依頼 A
抜粋の記述をもとに、次の問いに答えなさい。
(i) シュレジンガー元ドイツ連邦銀行総裁は何歳で亡くなったか。
(ii) メンデルスゾーンが姉ファニーの邸宅に1年逗留して書いた曲は何か。
(iii) リヒャルト・ワーグナーがワルキューレ第1幕を初めて披露した場所はどこか。

抜粋
# # #

次は初めて社長職に就いたフランクフルトです。会場で好きだったのはシュロスホテル・クロンベルクですね。去る12月23日に100歳で亡くなられたシュレジンガー元ドイツ連邦銀行総裁とここで食事しました。当時総裁はたしか退任された翌年で70才。今の自分ぐらいだったというのだから感無量です。イギリスのヴィクトリア女王の娘であるヴィクトリア皇太后が、ドイツの皇帝でプロイセン王である亡き夫フリードリヒ3世を記念して建てた誠に素晴らしいホテルで、郊外のタウナス丘陵に位置しゴルフ場がついてます。我が家は隣町のケーニッヒシュタインにあり、ドストエフスキーがカジノ狂いしてすってんってんになったバートホンブルグも隣の温泉町です。
タウナス丘陵はロスチャイルド家の別荘、メンデルスゾーンの姉ファニーの邸宅(弟はそこに1年逗留してヴァイオリン協奏曲ホ短調を書いた)もあり、住民の平均収入がドイツで最も高い地域ということを後になって知りましたから期せずして田園調布か芦屋のような所に住んでしまったようです。当時、ドイツでも「世界の」で認識された日本の証券会社の39才の若僧と連銀総裁が飯を食ってくれるわけですから現法の社長宅は必然的にそういうものという理解で、次に引っ越したフランクフルト市内の家のお隣さんも親ぐらいの年齢のウエスト・ランデスバンクの頭取でした。現地採用の社員はそれを社格として見ます。東京の外資系トップの住居と同様です。
次のチューリヒでは多い時は週に2,3件ある日本企業の起債調印式を社長がホストします。初日は昼夜と会食で翌日はアルプス観光にご案内し、お好きな方はオペラやカジノと、この2年半は証券マンというより接遇のプロでありました。楽なようですが肉体労働ですから実に大変で、体重が一気に増えました。よく使った湖畔のホテル・ボーオーラックは世界の王侯貴族、俳優、アーティストの定宿であり、近くの大聖堂にステンドグラスの名作を遺したマルク・シャガールが愛し、リヒャルト・ワーグナーがフランツ・リストの伴奏でワルキューレ第1幕を初めて披露した場所です。じっくり往時のムードに浸りたい所なのですが残念ながら仕事場でしたね。

# # #

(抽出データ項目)
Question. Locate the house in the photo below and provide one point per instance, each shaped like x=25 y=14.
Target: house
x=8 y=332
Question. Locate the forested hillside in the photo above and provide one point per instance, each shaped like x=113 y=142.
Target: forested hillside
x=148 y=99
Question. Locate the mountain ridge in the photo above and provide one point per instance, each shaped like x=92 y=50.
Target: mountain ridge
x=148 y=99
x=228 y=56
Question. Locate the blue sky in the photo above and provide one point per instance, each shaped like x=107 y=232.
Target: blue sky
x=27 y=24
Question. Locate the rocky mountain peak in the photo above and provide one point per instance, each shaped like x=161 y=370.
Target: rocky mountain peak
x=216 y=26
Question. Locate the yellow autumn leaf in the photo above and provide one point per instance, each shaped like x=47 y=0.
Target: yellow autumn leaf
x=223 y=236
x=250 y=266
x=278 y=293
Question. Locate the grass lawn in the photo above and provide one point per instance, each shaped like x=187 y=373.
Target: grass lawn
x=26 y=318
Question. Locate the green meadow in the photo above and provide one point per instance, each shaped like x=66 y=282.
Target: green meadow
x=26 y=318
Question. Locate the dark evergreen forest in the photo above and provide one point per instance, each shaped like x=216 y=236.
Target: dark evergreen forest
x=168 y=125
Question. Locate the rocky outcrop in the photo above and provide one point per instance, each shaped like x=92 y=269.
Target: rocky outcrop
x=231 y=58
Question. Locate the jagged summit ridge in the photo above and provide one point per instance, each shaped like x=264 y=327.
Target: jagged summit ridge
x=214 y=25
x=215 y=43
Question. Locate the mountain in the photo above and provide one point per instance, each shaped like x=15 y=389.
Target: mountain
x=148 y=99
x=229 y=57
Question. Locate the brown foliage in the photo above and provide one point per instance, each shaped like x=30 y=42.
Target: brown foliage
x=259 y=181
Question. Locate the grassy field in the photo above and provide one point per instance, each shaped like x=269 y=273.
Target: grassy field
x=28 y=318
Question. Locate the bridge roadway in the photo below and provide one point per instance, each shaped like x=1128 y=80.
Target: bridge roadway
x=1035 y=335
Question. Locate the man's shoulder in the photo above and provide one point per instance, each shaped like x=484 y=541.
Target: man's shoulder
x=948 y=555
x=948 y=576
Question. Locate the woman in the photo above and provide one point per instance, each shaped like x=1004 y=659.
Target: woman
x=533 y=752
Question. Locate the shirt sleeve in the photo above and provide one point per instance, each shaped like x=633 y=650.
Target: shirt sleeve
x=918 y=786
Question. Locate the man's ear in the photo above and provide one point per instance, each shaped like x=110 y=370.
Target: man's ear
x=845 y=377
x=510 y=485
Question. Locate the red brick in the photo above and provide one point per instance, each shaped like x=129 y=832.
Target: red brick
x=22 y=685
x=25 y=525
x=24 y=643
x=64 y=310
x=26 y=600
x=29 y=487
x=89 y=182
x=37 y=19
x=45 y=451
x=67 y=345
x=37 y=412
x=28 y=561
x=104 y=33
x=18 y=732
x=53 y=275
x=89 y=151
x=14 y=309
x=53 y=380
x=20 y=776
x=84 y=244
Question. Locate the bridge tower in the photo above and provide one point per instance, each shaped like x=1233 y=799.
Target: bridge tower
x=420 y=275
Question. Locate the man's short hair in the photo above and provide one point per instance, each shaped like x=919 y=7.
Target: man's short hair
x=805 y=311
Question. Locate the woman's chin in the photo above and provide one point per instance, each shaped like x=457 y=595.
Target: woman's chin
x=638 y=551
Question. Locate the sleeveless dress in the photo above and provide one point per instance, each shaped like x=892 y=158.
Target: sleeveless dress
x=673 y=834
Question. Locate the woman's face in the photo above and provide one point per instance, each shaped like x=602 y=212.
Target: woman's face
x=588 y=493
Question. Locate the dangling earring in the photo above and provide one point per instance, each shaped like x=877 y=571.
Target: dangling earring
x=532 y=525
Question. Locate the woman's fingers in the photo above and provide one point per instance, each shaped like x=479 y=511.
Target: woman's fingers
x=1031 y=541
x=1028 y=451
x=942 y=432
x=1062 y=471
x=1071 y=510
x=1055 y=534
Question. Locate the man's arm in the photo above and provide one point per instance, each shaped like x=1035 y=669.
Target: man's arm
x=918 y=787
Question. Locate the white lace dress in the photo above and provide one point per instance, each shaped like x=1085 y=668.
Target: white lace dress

# # #

依頼 B
一覧の「Question. Locate the brown」を含む行から「x=259 y=181」を含む行までについて、「brown foliage」を「dry foliage」に置き換え、ほかは一切変えずにそれらの行だけを書き出しなさい。

完全な出力 A
(i) 100歳
(ii) ヴァイオリン協奏曲ホ短調
(iii) ホテル・ボーオーラック

完全な出力 B
Question. Locate the dry foliage in the photo above and provide one point per instance, each shaped like x=30 y=42.
Target: dry foliage
x=259 y=181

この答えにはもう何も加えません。